Reproduce word for word the stretch of the interview transcript from "I don't think" through "be talking about?".

_Passage to read_:
================================

This doesn't even seem to most people to be something that should take five seconds to answer.
And the real debate is bigger than President Obama or any president, bigger than Republican or Democrat.
It's about what Madison said in the Federalist Papers.
He said basically that you can't, you know, if you had a government of angels, we wouldn't have to worry about having rules, but we don't always have a government of angels, and that's why we have the rule of law to prevent the time when a democracy can make a mistake and elect a bad person, an evil person to office.
So this is not always about the here and now.
It's about protecting people in the future from bad government.
Exactly.
By the way, a point of clarification.
When I said I was on the list, I meant I fit the criteria.
I don't think I'm on anybody's list.
I've seen the list, but I don't want to announce it in front of you whether you're on the list or not.
Well, okay, but I fit the criteria.
Now, let's get to the critics.
Senator McCain, who went out to dinner last night with President Obama, along with Senator Graham, said that what you're doing is a waste of time, and you're actually maybe doing something harmful that you are somehow conveying to the American people that the rules of the Senate are being abused.
What in the world could he possibly be talking about?
And what is your reaction to his criticism?
You know, I think we've struck a nerve, and there is a little bit of a difference within the Republican Caucus and a growing sort of division on some of these issues.
Their side believes that the battlefield is everywhere.
And this is what John and Brennan believes here.
He says there's no geographic limitation to the battlefield.

================================

_Data provided_:
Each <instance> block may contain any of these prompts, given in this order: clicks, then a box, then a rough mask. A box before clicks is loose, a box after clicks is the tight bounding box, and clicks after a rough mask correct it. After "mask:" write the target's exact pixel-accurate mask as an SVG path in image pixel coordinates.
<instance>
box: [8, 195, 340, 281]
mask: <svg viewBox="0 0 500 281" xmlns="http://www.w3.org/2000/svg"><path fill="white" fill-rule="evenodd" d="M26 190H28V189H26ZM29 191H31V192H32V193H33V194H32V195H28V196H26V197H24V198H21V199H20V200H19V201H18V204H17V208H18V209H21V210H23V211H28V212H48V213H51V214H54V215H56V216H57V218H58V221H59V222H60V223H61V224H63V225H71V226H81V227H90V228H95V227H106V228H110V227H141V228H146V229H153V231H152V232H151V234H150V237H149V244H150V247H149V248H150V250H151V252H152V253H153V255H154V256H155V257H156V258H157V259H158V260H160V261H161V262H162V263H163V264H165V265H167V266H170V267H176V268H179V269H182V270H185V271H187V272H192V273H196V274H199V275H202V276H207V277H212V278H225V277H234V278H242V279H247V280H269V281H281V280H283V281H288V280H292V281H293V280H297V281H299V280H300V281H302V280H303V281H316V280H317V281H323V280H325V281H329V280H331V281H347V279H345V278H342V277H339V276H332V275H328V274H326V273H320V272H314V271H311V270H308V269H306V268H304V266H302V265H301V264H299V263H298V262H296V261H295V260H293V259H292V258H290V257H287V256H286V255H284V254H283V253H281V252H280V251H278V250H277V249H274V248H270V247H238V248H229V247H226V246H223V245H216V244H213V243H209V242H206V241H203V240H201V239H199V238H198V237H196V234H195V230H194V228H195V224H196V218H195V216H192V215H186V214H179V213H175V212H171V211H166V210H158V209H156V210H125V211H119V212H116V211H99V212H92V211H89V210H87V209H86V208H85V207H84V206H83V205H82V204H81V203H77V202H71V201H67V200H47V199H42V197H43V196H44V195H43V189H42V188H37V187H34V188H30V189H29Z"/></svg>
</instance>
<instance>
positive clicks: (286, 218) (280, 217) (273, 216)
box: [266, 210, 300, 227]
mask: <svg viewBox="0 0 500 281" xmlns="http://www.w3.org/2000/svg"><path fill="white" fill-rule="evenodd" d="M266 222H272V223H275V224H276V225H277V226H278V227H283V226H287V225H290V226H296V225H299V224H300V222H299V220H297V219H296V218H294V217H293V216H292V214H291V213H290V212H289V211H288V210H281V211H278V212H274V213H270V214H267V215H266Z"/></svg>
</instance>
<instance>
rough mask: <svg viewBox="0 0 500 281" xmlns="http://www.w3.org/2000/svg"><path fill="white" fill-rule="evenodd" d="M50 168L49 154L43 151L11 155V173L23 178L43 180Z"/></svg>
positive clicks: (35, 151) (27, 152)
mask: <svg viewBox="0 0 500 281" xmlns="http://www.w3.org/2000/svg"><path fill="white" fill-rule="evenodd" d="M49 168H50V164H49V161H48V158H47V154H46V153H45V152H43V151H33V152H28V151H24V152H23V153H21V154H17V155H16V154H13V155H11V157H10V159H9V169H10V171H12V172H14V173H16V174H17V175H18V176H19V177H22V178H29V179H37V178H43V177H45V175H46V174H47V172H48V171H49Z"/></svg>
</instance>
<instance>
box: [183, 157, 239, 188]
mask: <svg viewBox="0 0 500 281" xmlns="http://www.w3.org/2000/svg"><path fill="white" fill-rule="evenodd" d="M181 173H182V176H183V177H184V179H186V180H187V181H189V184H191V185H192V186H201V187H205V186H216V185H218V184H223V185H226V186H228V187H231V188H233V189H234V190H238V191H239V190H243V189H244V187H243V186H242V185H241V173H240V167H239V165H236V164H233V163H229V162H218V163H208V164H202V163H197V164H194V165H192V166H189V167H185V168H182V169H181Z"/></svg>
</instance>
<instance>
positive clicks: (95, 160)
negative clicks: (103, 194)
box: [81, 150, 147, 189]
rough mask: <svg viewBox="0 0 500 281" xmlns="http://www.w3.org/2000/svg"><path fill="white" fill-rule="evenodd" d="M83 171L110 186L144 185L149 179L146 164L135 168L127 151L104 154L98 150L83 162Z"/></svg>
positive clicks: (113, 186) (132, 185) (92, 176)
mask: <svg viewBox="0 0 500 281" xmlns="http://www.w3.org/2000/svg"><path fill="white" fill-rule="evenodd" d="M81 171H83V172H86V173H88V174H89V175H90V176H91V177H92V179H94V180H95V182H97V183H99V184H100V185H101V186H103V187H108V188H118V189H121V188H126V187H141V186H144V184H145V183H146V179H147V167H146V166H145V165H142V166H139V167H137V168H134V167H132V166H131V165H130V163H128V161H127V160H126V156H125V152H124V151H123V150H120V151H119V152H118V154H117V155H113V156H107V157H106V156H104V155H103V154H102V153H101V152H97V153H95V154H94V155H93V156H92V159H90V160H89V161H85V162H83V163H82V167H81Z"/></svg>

================================

_Response to this exercise_:
I don't think I'm on anybody's list.
I've seen the list, but I don't want to announce it in front of you whether you're on the list or not.
Well, okay, but I fit the criteria.
Now, let's get to the critics.
Senator McCain, who went out to dinner last night with President Obama, along with Senator Graham, said that what you're doing is a waste of time, and you're actually maybe doing something harmful that you are somehow conveying to the American people that the rules of the Senate are being abused.
What in the world could he possibly be talking about?